++++ Texte présenté

Une cantine pour lutter contre le repli identitaire. C’est l’ambition de la cantine syrienne, soutenue par la Fondation Danielle Mitterrand. Installé depuis un peu plus d’un an à Montreuil, en Seine-Saint-Denis, cet espace « non-lucratif », est pensé comme un lieu de rencontre et de partages de vies, d’expériences, de cultures…
Rindala est la cofondatrice de ce collectif, fruit d’une série de rencontres en 2018 entre étudiants syriens, exilés en France.
« Il y avait un mouvement d’occupation des facs en France. On s’est demandé comment intervenir dans ce mouvement à partir de notre position d’étudiants exilés syriens. Petit à petit on a pris des contacts, on a discuté. On a fait des rencontres dans plusieurs universités. Quand on a quitté l’université, on a voulu continuer de faire des choses de manière plus stable, sur la longue durée, avec plus de consistance. On a rencontré par exemple des gilets jaunes de Montreuil. A travers ces rencontres diverses, éclatées sur la région parisienne, on s’est retrouvé avec un groupe de Syriens et de Français. L’idée est venue de faire une cantine, déjà parce que la nourriture syrienne nous manque. On voulait se réunir sur quelque chose qui n’est pas que politique, mobilisation, soulèvement, répression. On voulait quelque chose de plus joyeux, d’essentiel, de vie. On a décidé de faire un espace de rencontre et de solidarité. »
Tisser des liens de solidarité
Le collectif a donc créé cette cantine populaire. On y partage un repas convivial, mais pas uniquement.
« Nous, on est loin de notre pays, du contexte politique. Etant donné qu’on est exilé en France, on ne veut pas lâcher ce côté d’être acteur et actrice, de réfléchir la politique, de la faire, de la discuter. Pour cela, il faut trouver notre propre place. On a pensé à des formes de solidarités nouvelles, pas qu’avec des Syriens mais aussi avec d’autres locaux. A Montreuil, les gens qui viennent sont originaires du Maghreb, d’Inde… Ce sont des solidarités, des rencontres avec des étrangers qui partagent les mêmes conditions que nous. Mais c’est aussi avec des Français avec qui on peut réfléchir sur la situation politique et les formes de solidarités et de rencontres possibles ici. »
Et à Montreuil, le lien avec le tissu associatif local est un pan fondateur de la cantine.
« On est installé dans un centre social et culturel qui accueille énormément d’associations et de collectifs. Il y a des cours de français, des distributions alimentaires, des cours de yoga à prix libre, des cours de sports, des rendez-vous administratifs concernant des questions de sans-papier. Il y a vraiment un tissu associatif assez dense. Nous, on voulait s’inscrire localement et tisser des liens avec des gens autour de nous. S’installer dans cet espace a été un énorme avantage pour nous. »
A la rencontre de son voisin
Deux fois par semaine, le repas, préparer et organiser en commun, est surtout le prétexte à la rencontre et à la discussion.

++++++++

### [Exercice A]
Mettez à jour le passage de l'article sur la cantine syrienne, de « A la rencontre » jusqu'à « à la discussion. », en y remplaçant « prétexte » par « occasion ».

++++ Données de travail

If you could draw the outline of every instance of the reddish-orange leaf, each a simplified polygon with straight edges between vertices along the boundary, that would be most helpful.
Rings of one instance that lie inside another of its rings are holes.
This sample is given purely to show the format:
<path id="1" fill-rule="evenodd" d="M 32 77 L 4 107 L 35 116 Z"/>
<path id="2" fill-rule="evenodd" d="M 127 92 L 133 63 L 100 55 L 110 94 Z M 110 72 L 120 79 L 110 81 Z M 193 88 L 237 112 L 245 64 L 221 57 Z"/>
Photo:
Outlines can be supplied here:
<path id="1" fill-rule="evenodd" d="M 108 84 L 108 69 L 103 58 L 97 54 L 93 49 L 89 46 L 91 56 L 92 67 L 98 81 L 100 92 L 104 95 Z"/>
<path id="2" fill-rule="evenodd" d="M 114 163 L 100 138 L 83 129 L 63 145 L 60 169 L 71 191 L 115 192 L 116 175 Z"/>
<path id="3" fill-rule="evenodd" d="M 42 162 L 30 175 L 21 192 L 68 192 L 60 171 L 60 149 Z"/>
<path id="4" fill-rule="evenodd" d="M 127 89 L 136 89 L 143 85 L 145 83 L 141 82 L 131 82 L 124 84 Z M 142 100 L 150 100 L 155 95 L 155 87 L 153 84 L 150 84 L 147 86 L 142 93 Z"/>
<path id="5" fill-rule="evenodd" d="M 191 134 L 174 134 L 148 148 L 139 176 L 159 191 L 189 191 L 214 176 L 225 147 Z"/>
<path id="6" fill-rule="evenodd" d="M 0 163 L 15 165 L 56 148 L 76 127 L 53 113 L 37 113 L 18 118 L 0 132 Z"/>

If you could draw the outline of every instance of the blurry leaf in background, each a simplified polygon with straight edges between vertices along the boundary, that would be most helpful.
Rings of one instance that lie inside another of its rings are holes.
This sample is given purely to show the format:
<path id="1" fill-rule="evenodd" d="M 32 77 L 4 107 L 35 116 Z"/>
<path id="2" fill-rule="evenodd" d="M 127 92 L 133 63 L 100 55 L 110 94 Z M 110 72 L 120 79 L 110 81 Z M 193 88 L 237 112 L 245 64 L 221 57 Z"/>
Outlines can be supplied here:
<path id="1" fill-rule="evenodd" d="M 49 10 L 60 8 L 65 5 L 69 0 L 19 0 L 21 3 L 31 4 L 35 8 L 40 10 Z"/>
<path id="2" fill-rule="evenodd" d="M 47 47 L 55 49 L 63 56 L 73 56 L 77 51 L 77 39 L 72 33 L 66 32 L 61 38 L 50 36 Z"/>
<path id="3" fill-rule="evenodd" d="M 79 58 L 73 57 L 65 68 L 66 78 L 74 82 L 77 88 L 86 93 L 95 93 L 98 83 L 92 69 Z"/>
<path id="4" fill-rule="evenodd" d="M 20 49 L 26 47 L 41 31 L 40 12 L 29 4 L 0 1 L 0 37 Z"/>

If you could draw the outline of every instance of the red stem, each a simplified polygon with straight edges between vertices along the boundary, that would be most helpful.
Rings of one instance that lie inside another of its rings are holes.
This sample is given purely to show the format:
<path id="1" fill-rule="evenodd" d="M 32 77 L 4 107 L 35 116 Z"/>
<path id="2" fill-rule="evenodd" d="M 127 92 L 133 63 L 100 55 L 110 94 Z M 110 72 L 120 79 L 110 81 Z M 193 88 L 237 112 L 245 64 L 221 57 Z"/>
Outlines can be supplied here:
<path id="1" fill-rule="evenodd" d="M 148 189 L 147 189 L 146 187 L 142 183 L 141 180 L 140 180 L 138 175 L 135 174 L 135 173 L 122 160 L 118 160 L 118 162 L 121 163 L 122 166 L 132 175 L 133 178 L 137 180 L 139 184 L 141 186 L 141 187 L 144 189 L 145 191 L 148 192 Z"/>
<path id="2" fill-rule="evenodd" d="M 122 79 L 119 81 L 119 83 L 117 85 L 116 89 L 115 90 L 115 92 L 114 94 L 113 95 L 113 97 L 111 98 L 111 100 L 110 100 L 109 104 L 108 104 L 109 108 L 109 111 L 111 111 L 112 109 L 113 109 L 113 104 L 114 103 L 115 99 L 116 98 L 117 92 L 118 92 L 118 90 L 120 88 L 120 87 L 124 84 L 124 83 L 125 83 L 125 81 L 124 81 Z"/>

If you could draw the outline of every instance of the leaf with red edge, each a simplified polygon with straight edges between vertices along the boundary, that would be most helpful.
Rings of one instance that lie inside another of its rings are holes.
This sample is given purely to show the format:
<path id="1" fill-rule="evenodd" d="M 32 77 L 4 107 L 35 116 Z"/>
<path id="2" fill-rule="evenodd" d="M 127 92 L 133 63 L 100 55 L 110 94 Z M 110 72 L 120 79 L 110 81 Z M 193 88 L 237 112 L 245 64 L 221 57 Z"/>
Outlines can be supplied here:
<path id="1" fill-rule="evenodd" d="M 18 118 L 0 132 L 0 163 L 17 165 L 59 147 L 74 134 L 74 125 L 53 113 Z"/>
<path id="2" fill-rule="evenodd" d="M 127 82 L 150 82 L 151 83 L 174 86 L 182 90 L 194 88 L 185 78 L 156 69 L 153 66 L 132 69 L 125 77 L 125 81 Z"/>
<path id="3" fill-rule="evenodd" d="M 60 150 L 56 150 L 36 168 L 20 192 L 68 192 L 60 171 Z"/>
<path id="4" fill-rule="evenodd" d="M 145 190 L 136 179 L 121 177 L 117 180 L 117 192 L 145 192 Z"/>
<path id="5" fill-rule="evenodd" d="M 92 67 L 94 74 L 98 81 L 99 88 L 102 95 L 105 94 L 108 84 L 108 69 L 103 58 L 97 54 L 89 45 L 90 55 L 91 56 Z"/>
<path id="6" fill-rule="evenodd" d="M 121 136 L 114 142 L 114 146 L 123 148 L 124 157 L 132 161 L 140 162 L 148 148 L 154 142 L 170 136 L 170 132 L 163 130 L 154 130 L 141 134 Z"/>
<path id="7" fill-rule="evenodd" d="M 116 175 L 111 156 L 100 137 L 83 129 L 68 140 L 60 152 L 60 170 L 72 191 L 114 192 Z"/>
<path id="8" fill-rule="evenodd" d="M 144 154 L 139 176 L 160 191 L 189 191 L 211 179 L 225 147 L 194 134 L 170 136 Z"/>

++++++++

### [Exercice B]
Renvoyez chaque ligne de la liste qui contient la chaîne "straight".

### [Réponse A]
A la rencontre de son voisin
Deux fois par semaine, le repas, préparer et organiser en commun, est surtout le occasion à la rencontre et à la discussion.

### [Réponse B]
If you could draw the outline of every instance of the reddish-orange leaf, each a simplified polygon with straight edges between vertices along the boundary, that would be most helpful.
If you could draw the outline of every instance of the blurry leaf in background, each a simplified polygon with straight edges between vertices along the boundary, that would be most helpful.
If you could draw the outline of every instance of the red stem, each a simplified polygon with straight edges between vertices along the boundary, that would be most helpful.
If you could draw the outline of every instance of the leaf with red edge, each a simplified polygon with straight edges between vertices along the boundary, that would be most helpful.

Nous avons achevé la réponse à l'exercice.